— Start EXTRACTED ENTRIES —
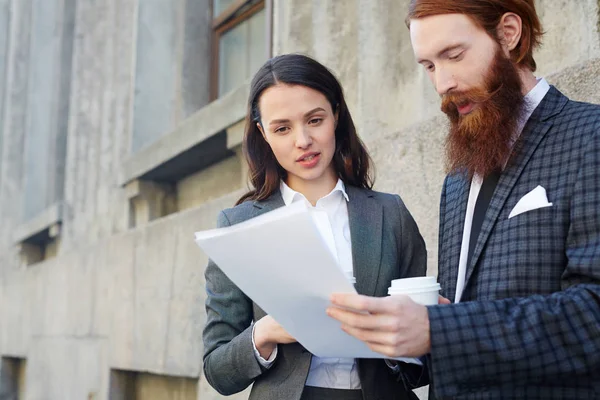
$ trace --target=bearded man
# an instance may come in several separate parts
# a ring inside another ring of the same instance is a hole
[[[535,77],[533,0],[412,0],[407,25],[450,121],[450,301],[340,294],[329,315],[389,357],[429,354],[440,399],[600,398],[600,107]]]

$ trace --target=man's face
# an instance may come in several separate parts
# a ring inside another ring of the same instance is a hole
[[[425,68],[440,96],[481,88],[498,47],[464,14],[413,19],[410,39],[417,62]],[[467,114],[475,106],[465,104],[459,112]]]
[[[450,120],[448,172],[487,176],[507,163],[524,111],[521,79],[499,43],[467,16],[411,20],[411,40]]]

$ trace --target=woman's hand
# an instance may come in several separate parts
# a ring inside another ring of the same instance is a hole
[[[295,343],[296,339],[270,315],[266,315],[254,324],[254,344],[260,356],[268,360],[277,344]]]

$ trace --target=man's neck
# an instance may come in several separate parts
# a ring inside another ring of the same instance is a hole
[[[537,80],[535,79],[535,75],[533,72],[527,67],[520,67],[519,77],[521,78],[521,85],[523,90],[523,96],[531,91],[537,85]]]

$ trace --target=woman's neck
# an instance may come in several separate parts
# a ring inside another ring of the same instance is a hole
[[[310,204],[315,206],[319,199],[327,196],[333,190],[335,185],[337,185],[337,180],[335,172],[332,171],[331,173],[323,174],[318,179],[310,181],[288,177],[285,183],[290,189],[301,193]]]

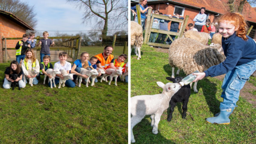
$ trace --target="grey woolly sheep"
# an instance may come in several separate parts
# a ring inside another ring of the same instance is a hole
[[[224,61],[223,56],[219,52],[222,50],[219,44],[210,47],[191,38],[182,37],[175,40],[168,51],[169,63],[172,67],[172,77],[174,77],[175,67],[183,69],[186,75],[188,75],[196,70],[203,72],[220,64]],[[196,82],[193,87],[196,92],[198,92],[197,84]]]
[[[212,39],[212,43],[214,43],[215,44],[219,43],[221,45],[221,38],[222,38],[222,35],[221,35],[219,33],[216,33],[213,36],[213,38]]]
[[[138,60],[141,59],[140,48],[143,44],[143,32],[141,26],[136,22],[131,21],[131,48],[132,49],[135,48],[134,52],[138,56]]]
[[[187,31],[184,34],[184,37],[195,39],[204,45],[207,45],[209,41],[209,34],[206,32]]]

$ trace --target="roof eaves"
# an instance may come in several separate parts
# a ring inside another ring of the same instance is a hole
[[[18,18],[17,16],[15,16],[15,15],[13,15],[11,13],[0,10],[0,13],[2,13],[2,14],[5,14],[5,15],[7,15],[8,16],[9,16],[11,17],[11,18],[12,18],[14,20],[15,20],[18,21],[18,22],[19,22],[21,24],[24,26],[25,26],[25,27],[27,27],[27,28],[29,29],[30,30],[32,30],[32,31],[34,30],[33,28],[32,28],[31,27],[29,26],[28,24],[27,24],[25,22],[21,21],[21,19]]]

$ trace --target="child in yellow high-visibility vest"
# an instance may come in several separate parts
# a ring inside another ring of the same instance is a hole
[[[24,81],[27,83],[27,79],[32,77],[35,78],[37,75],[31,76],[29,75],[27,70],[34,70],[39,72],[40,66],[39,63],[37,59],[35,58],[34,54],[34,50],[32,48],[29,48],[27,50],[25,53],[26,57],[22,60],[21,68],[23,71],[24,75],[26,78]],[[39,75],[39,74],[38,74]],[[33,79],[33,84],[37,85],[38,83],[38,80],[36,78]]]
[[[114,66],[116,68],[118,68],[119,67],[124,68],[125,69],[123,69],[123,73],[124,73],[125,70],[125,65],[124,63],[124,60],[127,59],[127,55],[125,54],[122,54],[118,56],[118,59],[115,59],[114,61]]]

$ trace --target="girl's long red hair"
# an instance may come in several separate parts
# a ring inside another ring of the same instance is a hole
[[[248,39],[246,33],[248,29],[247,22],[244,16],[237,12],[227,12],[219,20],[219,23],[225,22],[233,24],[235,27],[236,35],[246,41]]]

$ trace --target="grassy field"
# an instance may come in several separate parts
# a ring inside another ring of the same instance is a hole
[[[9,66],[0,64],[0,80]],[[1,80],[0,144],[128,143],[127,83],[52,89],[43,81],[13,91]]]
[[[171,75],[168,53],[156,52],[145,45],[142,50],[141,59],[131,55],[132,97],[161,93],[162,89],[156,82],[169,82],[165,77]],[[180,75],[185,75],[183,71]],[[256,85],[255,78],[251,78],[249,82]],[[256,144],[256,109],[242,97],[229,117],[229,125],[212,124],[205,121],[219,112],[222,83],[215,78],[199,81],[198,93],[192,91],[187,119],[182,119],[182,104],[178,103],[171,122],[166,120],[167,111],[164,112],[157,135],[152,133],[149,116],[146,116],[133,128],[136,144]],[[252,91],[256,95],[255,90]]]

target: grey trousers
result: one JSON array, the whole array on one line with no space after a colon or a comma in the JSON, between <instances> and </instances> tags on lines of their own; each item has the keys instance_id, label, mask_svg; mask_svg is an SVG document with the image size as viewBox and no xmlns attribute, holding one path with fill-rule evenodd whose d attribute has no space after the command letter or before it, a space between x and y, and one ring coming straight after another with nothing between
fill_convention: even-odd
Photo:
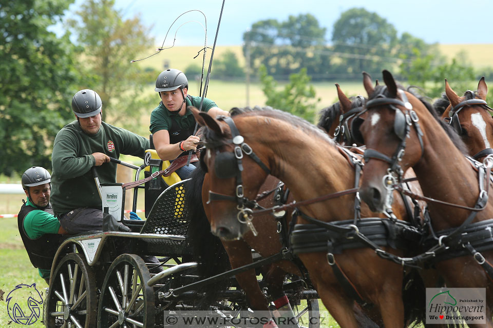
<instances>
[{"instance_id":1,"label":"grey trousers","mask_svg":"<svg viewBox=\"0 0 493 328\"><path fill-rule=\"evenodd\" d=\"M103 229L103 211L79 208L60 216L60 224L69 235Z\"/></svg>"}]
</instances>

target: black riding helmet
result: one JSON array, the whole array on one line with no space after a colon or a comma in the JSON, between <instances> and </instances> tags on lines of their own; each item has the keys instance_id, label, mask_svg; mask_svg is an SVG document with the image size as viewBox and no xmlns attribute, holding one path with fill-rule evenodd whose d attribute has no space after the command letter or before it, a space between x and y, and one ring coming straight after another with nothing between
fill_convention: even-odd
<instances>
[{"instance_id":1,"label":"black riding helmet","mask_svg":"<svg viewBox=\"0 0 493 328\"><path fill-rule=\"evenodd\" d=\"M183 96L183 102L180 107L180 109L170 111L179 112L186 101L185 93L183 92L183 89L185 88L187 89L188 88L188 80L186 79L185 74L179 70L169 68L165 71L163 71L158 75L158 78L156 79L156 88L154 88L154 91L159 94L160 98L162 91L170 91L179 89L181 91L181 95Z\"/></svg>"},{"instance_id":2,"label":"black riding helmet","mask_svg":"<svg viewBox=\"0 0 493 328\"><path fill-rule=\"evenodd\" d=\"M27 190L28 187L49 183L51 180L51 176L45 168L33 166L26 170L22 175L21 183L22 184L22 188Z\"/></svg>"},{"instance_id":3,"label":"black riding helmet","mask_svg":"<svg viewBox=\"0 0 493 328\"><path fill-rule=\"evenodd\" d=\"M89 117L101 112L101 97L93 90L85 89L72 98L72 110L78 117Z\"/></svg>"},{"instance_id":4,"label":"black riding helmet","mask_svg":"<svg viewBox=\"0 0 493 328\"><path fill-rule=\"evenodd\" d=\"M188 80L183 72L174 68L169 68L163 71L156 79L156 88L154 91L157 92L161 91L170 91L179 88L188 88Z\"/></svg>"}]
</instances>

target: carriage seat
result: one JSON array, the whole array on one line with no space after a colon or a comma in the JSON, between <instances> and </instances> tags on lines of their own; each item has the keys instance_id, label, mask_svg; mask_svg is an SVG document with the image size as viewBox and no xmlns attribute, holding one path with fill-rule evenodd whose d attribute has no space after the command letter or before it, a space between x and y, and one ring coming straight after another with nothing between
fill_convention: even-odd
<instances>
[{"instance_id":1,"label":"carriage seat","mask_svg":"<svg viewBox=\"0 0 493 328\"><path fill-rule=\"evenodd\" d=\"M144 221L141 233L186 235L188 215L185 198L185 184L188 180L172 184L159 195ZM148 241L149 243L160 245L162 248L174 254L189 254L184 240L145 240Z\"/></svg>"}]
</instances>

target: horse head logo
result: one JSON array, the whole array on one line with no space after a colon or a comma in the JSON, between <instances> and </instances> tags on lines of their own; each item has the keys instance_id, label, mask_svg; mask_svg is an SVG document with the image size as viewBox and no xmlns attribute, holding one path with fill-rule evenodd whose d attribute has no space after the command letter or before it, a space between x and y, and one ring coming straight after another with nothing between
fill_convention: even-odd
<instances>
[{"instance_id":1,"label":"horse head logo","mask_svg":"<svg viewBox=\"0 0 493 328\"><path fill-rule=\"evenodd\" d=\"M7 296L7 308L10 319L16 323L32 324L40 317L41 294L36 284L18 284Z\"/></svg>"},{"instance_id":2,"label":"horse head logo","mask_svg":"<svg viewBox=\"0 0 493 328\"><path fill-rule=\"evenodd\" d=\"M434 296L433 296L433 298L431 299L431 300L430 300L430 302L428 303L428 306L430 306L430 304L431 304L431 301L433 301L433 300L435 298L438 296L440 296L441 295L442 295L443 297L443 298L444 298L444 300L443 300L444 303L449 304L452 305L452 306L455 306L457 304L457 300L456 300L453 296L450 295L450 291L446 291L445 292L442 292L442 293L439 293L438 294L435 295ZM450 302L451 302L451 303L450 302L446 301L449 300L450 300Z\"/></svg>"}]
</instances>

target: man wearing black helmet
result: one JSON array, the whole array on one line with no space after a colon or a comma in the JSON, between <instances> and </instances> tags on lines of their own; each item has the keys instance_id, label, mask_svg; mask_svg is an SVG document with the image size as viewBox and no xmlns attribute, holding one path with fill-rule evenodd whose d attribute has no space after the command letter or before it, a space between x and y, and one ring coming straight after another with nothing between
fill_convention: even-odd
<instances>
[{"instance_id":1,"label":"man wearing black helmet","mask_svg":"<svg viewBox=\"0 0 493 328\"><path fill-rule=\"evenodd\" d=\"M150 114L149 130L156 152L163 160L173 160L186 155L188 150L197 149L198 136L193 135L195 119L188 106L199 108L201 97L187 94L188 82L183 72L169 69L161 72L156 80L155 91L159 94L161 102ZM229 115L211 99L204 98L202 111L213 117ZM195 167L184 166L176 172L185 179Z\"/></svg>"},{"instance_id":2,"label":"man wearing black helmet","mask_svg":"<svg viewBox=\"0 0 493 328\"><path fill-rule=\"evenodd\" d=\"M33 167L26 170L21 183L27 201L23 199L17 217L19 233L31 263L48 284L60 234L66 233L50 204L50 174L43 168Z\"/></svg>"},{"instance_id":3,"label":"man wearing black helmet","mask_svg":"<svg viewBox=\"0 0 493 328\"><path fill-rule=\"evenodd\" d=\"M100 230L101 199L91 170L101 183L116 181L117 165L110 157L120 154L143 158L149 140L102 120L102 103L91 90L77 92L72 99L77 120L56 134L53 147L52 203L60 223L70 234Z\"/></svg>"}]
</instances>

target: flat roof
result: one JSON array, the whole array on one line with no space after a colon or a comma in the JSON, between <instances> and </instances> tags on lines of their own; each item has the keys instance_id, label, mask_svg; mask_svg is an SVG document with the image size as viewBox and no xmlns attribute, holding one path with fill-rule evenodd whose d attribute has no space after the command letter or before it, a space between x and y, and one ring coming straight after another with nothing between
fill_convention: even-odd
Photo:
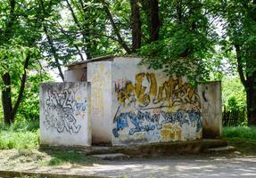
<instances>
[{"instance_id":1,"label":"flat roof","mask_svg":"<svg viewBox=\"0 0 256 178\"><path fill-rule=\"evenodd\" d=\"M89 62L94 62L94 61L112 61L114 58L113 55L105 55L105 56L100 56L96 58L92 58L89 60L82 61L76 61L70 64L66 65L68 69L82 69L82 68L87 68L87 64Z\"/></svg>"}]
</instances>

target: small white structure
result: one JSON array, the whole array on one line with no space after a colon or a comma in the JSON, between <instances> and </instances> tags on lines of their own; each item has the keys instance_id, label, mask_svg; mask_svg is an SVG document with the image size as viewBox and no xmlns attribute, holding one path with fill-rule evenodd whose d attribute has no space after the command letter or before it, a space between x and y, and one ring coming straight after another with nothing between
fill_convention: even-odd
<instances>
[{"instance_id":1,"label":"small white structure","mask_svg":"<svg viewBox=\"0 0 256 178\"><path fill-rule=\"evenodd\" d=\"M44 83L39 96L41 145L91 145L88 83Z\"/></svg>"},{"instance_id":2,"label":"small white structure","mask_svg":"<svg viewBox=\"0 0 256 178\"><path fill-rule=\"evenodd\" d=\"M93 143L195 140L202 132L220 136L219 82L194 88L186 77L148 69L140 61L106 56L68 66L66 82L91 83Z\"/></svg>"}]
</instances>

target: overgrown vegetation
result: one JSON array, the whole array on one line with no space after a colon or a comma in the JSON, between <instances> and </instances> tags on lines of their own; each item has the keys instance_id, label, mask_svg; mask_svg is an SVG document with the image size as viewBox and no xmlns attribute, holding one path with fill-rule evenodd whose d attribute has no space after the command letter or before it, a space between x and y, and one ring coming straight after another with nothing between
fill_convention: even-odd
<instances>
[{"instance_id":1,"label":"overgrown vegetation","mask_svg":"<svg viewBox=\"0 0 256 178\"><path fill-rule=\"evenodd\" d=\"M11 125L0 122L0 150L38 148L38 120L16 122Z\"/></svg>"},{"instance_id":2,"label":"overgrown vegetation","mask_svg":"<svg viewBox=\"0 0 256 178\"><path fill-rule=\"evenodd\" d=\"M235 122L224 123L225 126L247 125L246 94L237 76L222 78L223 119L235 119Z\"/></svg>"},{"instance_id":3,"label":"overgrown vegetation","mask_svg":"<svg viewBox=\"0 0 256 178\"><path fill-rule=\"evenodd\" d=\"M241 153L256 154L256 127L224 127L223 137Z\"/></svg>"}]
</instances>

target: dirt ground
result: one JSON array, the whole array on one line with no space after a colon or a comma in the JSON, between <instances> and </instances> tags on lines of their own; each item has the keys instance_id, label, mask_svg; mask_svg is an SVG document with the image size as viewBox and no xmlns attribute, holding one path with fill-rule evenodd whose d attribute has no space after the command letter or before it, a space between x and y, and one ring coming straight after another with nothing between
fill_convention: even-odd
<instances>
[{"instance_id":1,"label":"dirt ground","mask_svg":"<svg viewBox=\"0 0 256 178\"><path fill-rule=\"evenodd\" d=\"M81 154L76 157L71 152L65 157L61 154L37 150L0 150L0 170L125 178L256 177L256 156L235 151L112 161Z\"/></svg>"}]
</instances>

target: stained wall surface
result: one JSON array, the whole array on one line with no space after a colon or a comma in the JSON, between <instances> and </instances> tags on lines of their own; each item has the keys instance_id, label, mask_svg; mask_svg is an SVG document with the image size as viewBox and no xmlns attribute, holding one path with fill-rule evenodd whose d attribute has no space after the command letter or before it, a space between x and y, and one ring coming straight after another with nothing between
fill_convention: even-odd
— End EXTRACTED ENTRIES —
▸ **SHORT TASK**: Output the line containing "target: dirt ground" and all lines after it to the end of the records, exactly as given.

▸ **CORRECT OUTPUT**:
target: dirt ground
result: one JSON array, the whole array on one line with no space after a colon or a comma in the JSON, between <instances> and </instances> tags on lines of their own; each item has the keys instance_id, label, mask_svg; mask_svg is an SVG document with the image size as viewBox and no xmlns attribute, holding one path with fill-rule evenodd whose d attribute has no space after the command letter or before it, a space between x and y, and one ring coming straight after another with nothing between
fill_convention: even-odd
<instances>
[{"instance_id":1,"label":"dirt ground","mask_svg":"<svg viewBox=\"0 0 256 178\"><path fill-rule=\"evenodd\" d=\"M81 154L76 157L71 152L65 157L61 154L37 150L0 150L0 170L125 178L256 177L256 156L235 151L112 161Z\"/></svg>"}]
</instances>

target: stained wall surface
result: one JSON array, the whole array on one line with no space after a colon or a comma in the JSON, between <instances> and </instances> tags on lines of their own; each item has the keys instance_id, label, mask_svg; mask_svg is an SVG document with the image size as viewBox and no xmlns attribute, holding one path with fill-rule evenodd whose d attribute has no space after the command letter or before it, a space between x and y, and one ring coming straight after another with nothing between
fill_convention: even-odd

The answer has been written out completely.